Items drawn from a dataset
+ + + + + + +
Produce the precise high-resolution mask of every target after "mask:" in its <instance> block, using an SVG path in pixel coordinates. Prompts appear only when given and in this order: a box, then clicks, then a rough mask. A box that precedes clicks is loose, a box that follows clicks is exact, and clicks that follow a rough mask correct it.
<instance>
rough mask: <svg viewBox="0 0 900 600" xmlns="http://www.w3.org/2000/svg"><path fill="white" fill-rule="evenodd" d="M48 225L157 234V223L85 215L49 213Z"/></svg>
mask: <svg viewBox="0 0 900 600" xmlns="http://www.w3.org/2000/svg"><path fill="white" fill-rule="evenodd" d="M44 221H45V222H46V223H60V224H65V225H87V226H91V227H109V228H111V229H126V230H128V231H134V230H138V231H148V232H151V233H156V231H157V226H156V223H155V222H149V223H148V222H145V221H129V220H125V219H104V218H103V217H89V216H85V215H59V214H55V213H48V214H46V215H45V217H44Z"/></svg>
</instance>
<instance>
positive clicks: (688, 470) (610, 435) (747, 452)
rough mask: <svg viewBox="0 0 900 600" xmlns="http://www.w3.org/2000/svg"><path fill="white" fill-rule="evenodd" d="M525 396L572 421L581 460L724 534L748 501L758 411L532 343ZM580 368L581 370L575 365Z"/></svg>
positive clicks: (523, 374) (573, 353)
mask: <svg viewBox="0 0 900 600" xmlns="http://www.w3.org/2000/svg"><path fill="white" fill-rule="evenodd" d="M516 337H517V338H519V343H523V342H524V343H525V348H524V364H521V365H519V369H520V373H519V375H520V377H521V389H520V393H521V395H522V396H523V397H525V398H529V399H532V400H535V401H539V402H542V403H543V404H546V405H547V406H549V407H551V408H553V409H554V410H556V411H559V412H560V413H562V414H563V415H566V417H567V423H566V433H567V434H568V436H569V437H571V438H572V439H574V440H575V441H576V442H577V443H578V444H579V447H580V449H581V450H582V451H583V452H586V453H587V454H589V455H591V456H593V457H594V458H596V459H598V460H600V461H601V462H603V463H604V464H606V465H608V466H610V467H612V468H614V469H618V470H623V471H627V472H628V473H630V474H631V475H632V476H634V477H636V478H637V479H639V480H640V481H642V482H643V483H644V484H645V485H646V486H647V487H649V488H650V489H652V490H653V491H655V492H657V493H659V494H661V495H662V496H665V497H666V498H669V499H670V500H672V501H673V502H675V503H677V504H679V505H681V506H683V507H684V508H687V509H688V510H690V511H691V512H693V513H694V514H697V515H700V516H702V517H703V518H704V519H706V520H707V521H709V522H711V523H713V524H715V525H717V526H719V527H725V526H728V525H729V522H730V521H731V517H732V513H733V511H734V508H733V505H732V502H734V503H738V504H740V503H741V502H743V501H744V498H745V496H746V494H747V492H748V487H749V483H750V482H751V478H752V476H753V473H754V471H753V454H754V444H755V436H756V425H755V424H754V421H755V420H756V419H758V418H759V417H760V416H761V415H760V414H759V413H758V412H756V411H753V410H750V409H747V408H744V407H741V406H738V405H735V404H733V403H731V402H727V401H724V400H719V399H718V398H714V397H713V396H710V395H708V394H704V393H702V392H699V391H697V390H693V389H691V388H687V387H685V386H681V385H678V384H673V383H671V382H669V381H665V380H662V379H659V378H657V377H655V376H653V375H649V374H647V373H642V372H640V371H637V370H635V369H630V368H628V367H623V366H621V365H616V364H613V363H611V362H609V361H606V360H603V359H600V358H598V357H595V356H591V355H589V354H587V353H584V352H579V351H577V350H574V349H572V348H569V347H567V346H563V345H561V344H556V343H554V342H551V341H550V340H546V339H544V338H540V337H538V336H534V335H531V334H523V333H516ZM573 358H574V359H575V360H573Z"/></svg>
+ + + + + + +
→ Task statement:
Retype all of the items above, line for line, without changing a single character.

→ Solved problem:
Produce the precise high-resolution mask of every target after "mask:" in its <instance> block, using an SVG path in pixel coordinates. Prompts appear only when given and in this order: a box, then clicks, then a rough mask. A box that precedes clicks is loose, a box that follows clicks is exact, and clicks that follow a rough mask correct it.
<instance>
rough mask: <svg viewBox="0 0 900 600" xmlns="http://www.w3.org/2000/svg"><path fill="white" fill-rule="evenodd" d="M48 225L157 234V223L85 215L49 213Z"/></svg>
mask: <svg viewBox="0 0 900 600" xmlns="http://www.w3.org/2000/svg"><path fill="white" fill-rule="evenodd" d="M44 221H45V222H46V223H60V224H65V225H87V226H91V227H109V228H111V229H126V230H128V231H134V230H138V231H148V232H151V233H156V231H157V226H156V223H155V222H149V223H148V222H145V221H129V220H125V219H104V218H103V217H89V216H85V215H59V214H55V213H48V214H46V215H45V217H44Z"/></svg>
</instance>
<instance>
positive clicks: (688, 470) (610, 435) (747, 452)
rough mask: <svg viewBox="0 0 900 600" xmlns="http://www.w3.org/2000/svg"><path fill="white" fill-rule="evenodd" d="M525 396L572 421L581 460L724 534L748 501L758 411L532 343ZM580 368L581 370L575 365Z"/></svg>
positive clicks: (523, 374) (573, 353)
mask: <svg viewBox="0 0 900 600" xmlns="http://www.w3.org/2000/svg"><path fill="white" fill-rule="evenodd" d="M516 337H517V338H519V343H523V342H524V343H525V348H524V364H521V365H519V369H520V373H519V375H520V377H521V389H520V393H521V395H522V396H523V397H525V398H529V399H532V400H535V401H539V402H542V403H543V404H546V405H547V406H549V407H551V408H553V409H554V410H556V411H559V412H560V413H562V414H563V415H566V417H567V423H566V433H567V434H568V436H569V437H571V438H572V439H574V440H575V441H576V442H577V443H578V444H579V447H580V449H581V450H582V451H583V452H586V453H587V454H589V455H591V456H593V457H594V458H596V459H598V460H600V461H601V462H603V463H604V464H606V465H608V466H610V467H612V468H614V469H618V470H623V471H627V472H628V473H630V474H631V475H632V476H634V477H636V478H637V479H639V480H640V481H642V482H643V483H644V484H645V485H646V486H647V487H649V488H650V489H652V490H653V491H655V492H657V493H659V494H661V495H662V496H665V497H666V498H669V499H670V500H672V501H673V502H675V503H677V504H679V505H681V506H683V507H684V508H687V509H688V510H690V511H691V512H693V513H694V514H697V515H700V516H702V517H703V518H704V519H706V520H707V521H709V522H711V523H713V524H715V525H717V526H719V527H725V526H728V525H729V522H730V521H731V517H732V513H733V511H734V508H733V505H732V502H734V503H738V504H740V503H741V502H743V501H744V498H745V496H746V494H747V492H748V487H749V483H750V482H751V478H752V476H753V473H754V471H753V454H754V444H755V436H756V425H755V424H754V421H755V420H756V419H758V418H759V417H760V416H761V415H760V414H759V413H758V412H756V411H753V410H750V409H747V408H744V407H741V406H738V405H735V404H733V403H731V402H727V401H724V400H719V399H718V398H714V397H713V396H710V395H708V394H704V393H702V392H699V391H697V390H693V389H691V388H687V387H685V386H681V385H678V384H673V383H671V382H669V381H665V380H662V379H659V378H657V377H655V376H653V375H649V374H647V373H642V372H640V371H637V370H635V369H630V368H628V367H623V366H621V365H616V364H613V363H611V362H609V361H606V360H603V359H600V358H598V357H595V356H591V355H589V354H587V353H584V352H579V351H577V350H574V349H572V348H569V347H567V346H563V345H561V344H556V343H554V342H551V341H550V340H546V339H544V338H540V337H538V336H534V335H531V334H523V333H516ZM573 358H574V359H575V360H573Z"/></svg>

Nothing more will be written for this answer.